⟨

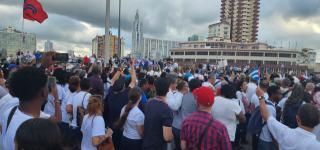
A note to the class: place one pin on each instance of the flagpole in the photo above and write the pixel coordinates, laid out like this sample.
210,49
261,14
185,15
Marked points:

⟩

GIVEN INSTRUCTION:
Please rewrite the items above with "mast" in place of "flagpole" and everything else unchanged, leaving out the pictures.

TASK SOLUTION:
A note to the class: place one pin on each instance of the mast in the photo above and write the pixel coordinates, laid out like this sample.
210,49
261,14
185,15
Marked points:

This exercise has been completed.